Выдержка из источника:
>>>

Выпадение слова из словарного состава складывается порой причудливо; легче его констатировать, нежели объяснить. И если бы не недвусмысленные показания ономастики, мы бы потеряли все следы слова, хотя речь иногда идет о слове как будто заметном и конкретном, стоящем в четком словообразовательном ряду, как, например, *обиток (ср. известное обиход), восстанавливаемое нами на базе местного названия Обиточная коса, на северном берегу Азовского моря, сюда же речка Обыточка на Среднеднепровском Левобережье (см. соответствующее дополнение в русских изданиях словаря Фасмера).
10. Таким образом, как и в нашей убыточной экономике, главная проблема, объемлющая все, пожалуй, остальные, – это наши потери и как им противостоять. При этом масштабы этих потерь могут незаметно перерастать рамки узкопрофессиональных интересов и оборачиваться нашими общекультурными потерями. Это бывает, когда средства массовой информации, в сущности поощряемые поверхностностью наших филологических суждений, занимаются дальнейшим тиражированием наших ошибок, нашего не очень точного словообразовательно-семантического истолкования слова. Таков случай, постигший нас с хорошим древнерусским и праславянским словом изгои. Известно, с каким значением в первую очередь слово изгои ассоциируют современный журналист, политик, вообще – “масса” грамотных людей. Уверен, что все они, в согласии с современной лексикографией русского языка, назовут значение ‘отверженный, отщепенец’. Сказался, безусловно, авторитет Даля, см. 2-е изд., т. II, 19: изгой м. стар, ‘изверженец? исключенный из счету неграмотный попович; князь без княженья, владенья; проторговавшийся гость (банкрут), не платящий подателей’. В сущности, Далю нельзя отказать в корректности, свое толкование ‘изверженец’ он дает под вопросом, как увидим, оправданно. Срезневский в своих “Материалах” слишком краток. СлРЯ XI-XVII вв. (вып. 6, 138) достаточно осторожен, но в целом созвучен с Далем, акцентируя значение отрыва от своего сословия. Я уже писал о том, что при описании значения (а заодно и при семантико-этимологической реконструкции) слова изгои целесообразно пойти по пути более внимательного учета семантики непосредственно мотивирующих глаголов – др.-рус. изжити ‘потратить, израсходовать на существование’, рус.-цслав. иждивитися ‘израсходоваться’. Похоже, что изгойство означало определенное обеспечение, иждивение. Ведь и далевское толкование информативно в указанном смысле, на что мало обращали внимания: “не платящий податей” заключает в себе момент иждивения, как бы льготу, а не отвержение прежде всего. Конечно, нельзя не видеть того, что изгой – слово книжное, не народное, хотя и построенное по древней модели, с -о- вокализмом корня. До конца трудно исключать влияние образца греческих ek-trepho ‘выкармливать’, ek-tethrammenos ‘вскормленный’ [13].

<<<

Задание A: Подсчитайте, в скольких строках приведенных ниже данных встречается слово «basketball». В ответе укажите только число.

Исходные данные:
>>>

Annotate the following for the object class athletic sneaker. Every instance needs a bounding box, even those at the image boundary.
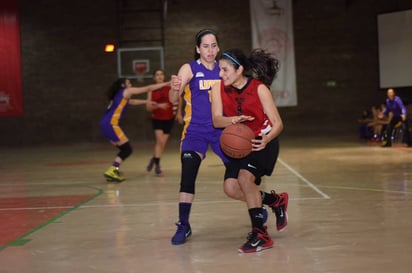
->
[172,222,192,245]
[155,165,165,176]
[239,227,273,253]
[262,207,268,225]
[104,166,126,182]
[146,157,154,172]
[270,191,289,231]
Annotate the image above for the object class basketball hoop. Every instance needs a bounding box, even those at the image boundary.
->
[134,62,147,83]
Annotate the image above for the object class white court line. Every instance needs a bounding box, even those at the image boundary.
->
[278,158,330,199]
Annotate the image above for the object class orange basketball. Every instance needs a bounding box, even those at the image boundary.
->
[220,123,255,158]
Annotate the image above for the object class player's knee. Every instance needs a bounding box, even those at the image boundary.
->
[223,178,244,200]
[117,142,133,160]
[180,151,202,194]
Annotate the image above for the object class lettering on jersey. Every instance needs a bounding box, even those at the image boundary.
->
[235,97,245,116]
[195,72,205,78]
[199,80,220,90]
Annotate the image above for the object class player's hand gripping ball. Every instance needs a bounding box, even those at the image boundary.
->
[220,123,255,159]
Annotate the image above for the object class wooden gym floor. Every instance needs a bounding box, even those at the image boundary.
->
[0,138,412,273]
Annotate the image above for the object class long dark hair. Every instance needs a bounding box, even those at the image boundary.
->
[221,48,279,86]
[106,78,127,101]
[194,28,219,60]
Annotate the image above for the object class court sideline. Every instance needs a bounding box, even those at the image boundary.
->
[0,138,412,273]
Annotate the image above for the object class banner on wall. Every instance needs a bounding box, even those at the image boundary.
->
[0,0,23,116]
[250,0,297,106]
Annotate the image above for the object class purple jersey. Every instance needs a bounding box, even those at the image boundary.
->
[100,89,129,142]
[181,60,227,162]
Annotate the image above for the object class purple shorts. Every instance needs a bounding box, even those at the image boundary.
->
[100,123,127,142]
[181,126,229,163]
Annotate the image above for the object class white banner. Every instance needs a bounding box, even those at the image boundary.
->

<<<

Задание B: Продолжите, пожалуйста, текст о словах, выпавших из словарного состава, начиная сразу после его последнего предложения.

Результат A: 2

Результат B:
11. Извечная проблема соотношения письменной истории слова и его полной истории, вопрос о том, какая часть этой полной истории осталась (состоялась) за пределами собственно письменного отрезка, позволяет понятие “дописьменности” применять более гибко, индивидуально и притом иногда – к словам поздних периодов. Так, слово Домострой засвидетельствовано только в качестве названия известной книги, кодекса домашнего хозяйства и права. Есть основания предполагать фигуральное употребление первоначального нарицательного имени деятеля *домострой (не засвидетельствовано), слишком напоминающего кальку с греч. oikonomos ‘домохозяин’ и функционально отличного от известного домостроитель. Ср. аналогичную судьбу – от имени деятеля (апеллатив) к названию книги: Назиратель. Конечно, здесь речь совсем уже не идет о праславянских образованиях, но навыки, приобретенные при анализе последних, могут принести пользу и в случаях с более поздними новообразованиями.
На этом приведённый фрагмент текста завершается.